» BRANO DA LEGGERE
== == ==

Narcopolis

di Jeet Thayil

"Bombay, la città che ha cancellato la sua storia cambiando nome e alterando chirurgicamente il proprio volto, è l’eroe o l’eroina di questo racconto, e siccome sono io a narrarlo e voi non sapete chi sono, diciamo che arriveremo al dunque, ma non subito, perché adesso possiamo prendercela comoda, c’è abbastanza tempo, possiamo accendere la lampada e aprire la finestra alla luna e sognare per un momento una città grande e distrutta, perché sul fare del giorno dovrò smettere, questi sono racconti notturni che svaniscono alla luce del sole come polvere di vampiro – aspetta, accendi come si deve, sì, tienimi ferma sulla lampada, con calma, innanzitutto un bel tiro, spingi il fumo in fondo ai polmoni, bene così, santo cielo, e un altro tiro per le narici, e qualcosa di dolce per la bocca, e adesso possiamo cominciare dall’inizio, la prima volta da Rashid, quando i ricami di fumo azzurro della pipa sono passati dal sangue agli occhi, dentro di me poi fuori, nel mondo azzurro, e ora stiamo arrivando al dunque..."

== == ==

» MATERIALE FORNITO
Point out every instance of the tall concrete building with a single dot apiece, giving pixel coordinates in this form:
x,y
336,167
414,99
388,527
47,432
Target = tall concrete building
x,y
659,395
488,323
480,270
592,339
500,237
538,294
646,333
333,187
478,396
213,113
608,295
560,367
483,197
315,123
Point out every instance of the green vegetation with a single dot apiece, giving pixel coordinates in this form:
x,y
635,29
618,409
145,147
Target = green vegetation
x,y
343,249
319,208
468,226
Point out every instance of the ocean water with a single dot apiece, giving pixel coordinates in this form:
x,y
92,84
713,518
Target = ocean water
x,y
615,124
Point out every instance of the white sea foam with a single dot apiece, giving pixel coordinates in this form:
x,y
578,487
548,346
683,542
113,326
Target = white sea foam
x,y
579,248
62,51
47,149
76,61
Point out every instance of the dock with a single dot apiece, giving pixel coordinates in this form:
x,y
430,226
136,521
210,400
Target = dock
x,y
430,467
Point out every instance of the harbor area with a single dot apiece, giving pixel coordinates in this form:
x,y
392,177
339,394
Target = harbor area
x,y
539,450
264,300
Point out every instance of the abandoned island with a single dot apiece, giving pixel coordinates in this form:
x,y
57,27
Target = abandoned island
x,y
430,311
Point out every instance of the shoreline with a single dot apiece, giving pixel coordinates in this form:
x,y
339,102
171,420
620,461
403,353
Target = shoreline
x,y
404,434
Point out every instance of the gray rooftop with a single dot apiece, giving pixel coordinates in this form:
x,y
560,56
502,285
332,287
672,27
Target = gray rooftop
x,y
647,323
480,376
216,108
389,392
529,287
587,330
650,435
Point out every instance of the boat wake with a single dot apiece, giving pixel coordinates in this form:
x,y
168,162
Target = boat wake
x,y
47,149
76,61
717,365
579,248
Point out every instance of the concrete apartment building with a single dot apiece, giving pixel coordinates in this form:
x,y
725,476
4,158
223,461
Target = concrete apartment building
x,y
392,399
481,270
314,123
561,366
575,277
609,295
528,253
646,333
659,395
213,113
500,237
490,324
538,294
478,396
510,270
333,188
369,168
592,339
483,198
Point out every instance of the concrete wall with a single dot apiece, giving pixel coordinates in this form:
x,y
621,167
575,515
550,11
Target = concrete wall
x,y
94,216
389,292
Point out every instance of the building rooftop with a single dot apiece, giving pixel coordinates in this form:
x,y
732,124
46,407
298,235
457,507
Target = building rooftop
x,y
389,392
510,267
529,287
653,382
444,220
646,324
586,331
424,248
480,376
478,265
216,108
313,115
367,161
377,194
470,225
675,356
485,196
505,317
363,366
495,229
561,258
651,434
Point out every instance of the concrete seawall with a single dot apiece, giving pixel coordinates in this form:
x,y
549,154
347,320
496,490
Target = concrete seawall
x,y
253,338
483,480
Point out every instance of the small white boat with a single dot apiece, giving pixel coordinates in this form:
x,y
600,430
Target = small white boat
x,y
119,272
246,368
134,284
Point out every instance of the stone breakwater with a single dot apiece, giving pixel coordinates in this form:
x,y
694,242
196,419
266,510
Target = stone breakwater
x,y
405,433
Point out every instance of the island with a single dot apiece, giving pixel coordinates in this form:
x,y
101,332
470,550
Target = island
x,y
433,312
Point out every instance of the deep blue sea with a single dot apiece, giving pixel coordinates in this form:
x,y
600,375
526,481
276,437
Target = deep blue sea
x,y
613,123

== == ==

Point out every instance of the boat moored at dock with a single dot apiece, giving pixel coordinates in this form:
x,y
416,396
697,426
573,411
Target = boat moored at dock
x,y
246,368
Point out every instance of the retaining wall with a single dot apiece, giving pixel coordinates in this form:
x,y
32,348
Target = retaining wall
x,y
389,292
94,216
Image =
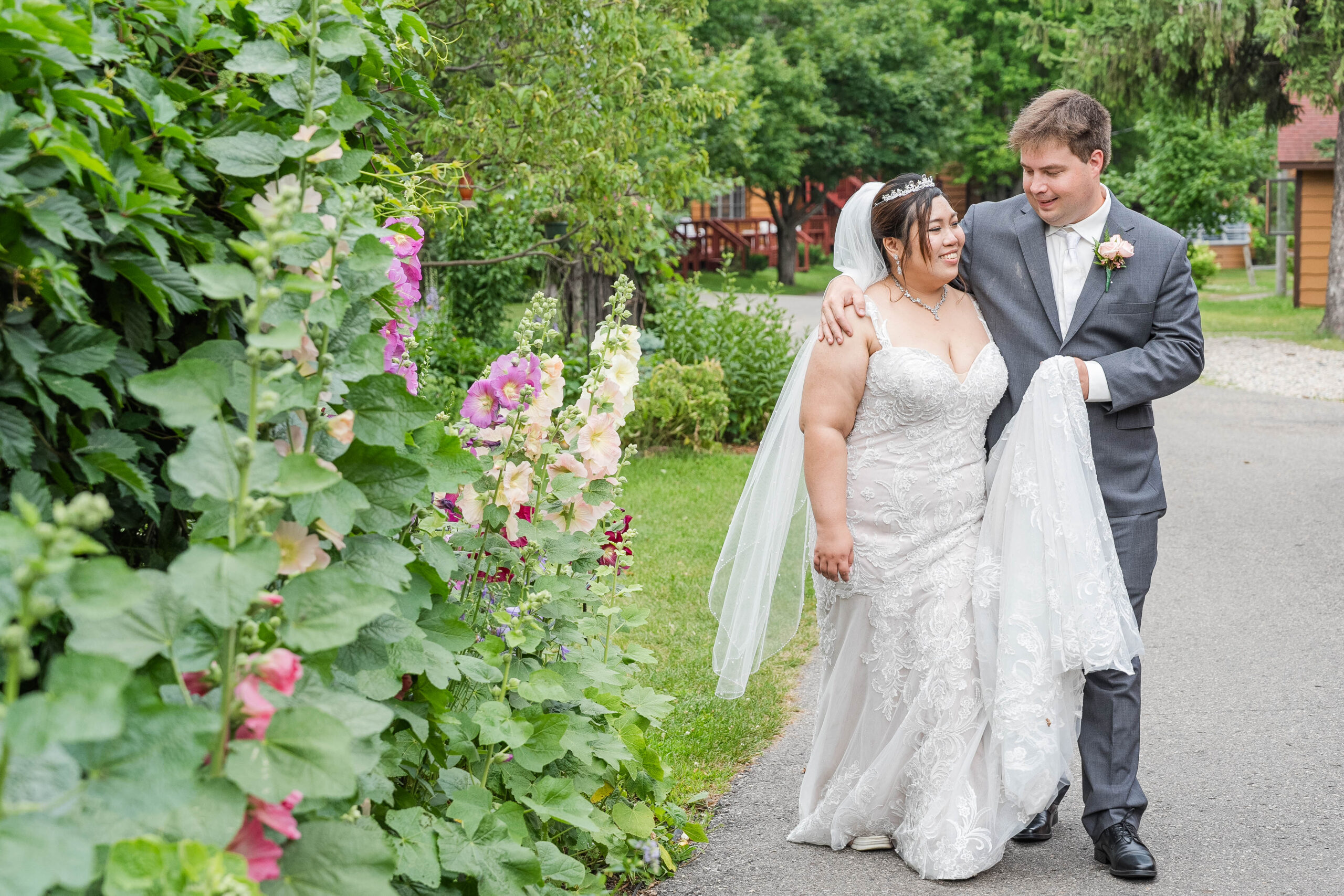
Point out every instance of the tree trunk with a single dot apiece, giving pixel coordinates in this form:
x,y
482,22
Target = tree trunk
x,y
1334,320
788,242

== == ==

» CONSEGNA
Nel brano da leggere, quale città viene presentata come l'eroe o l'eroina del racconto?

» RISULTATO DELL'ESERCIZIO
Bombay.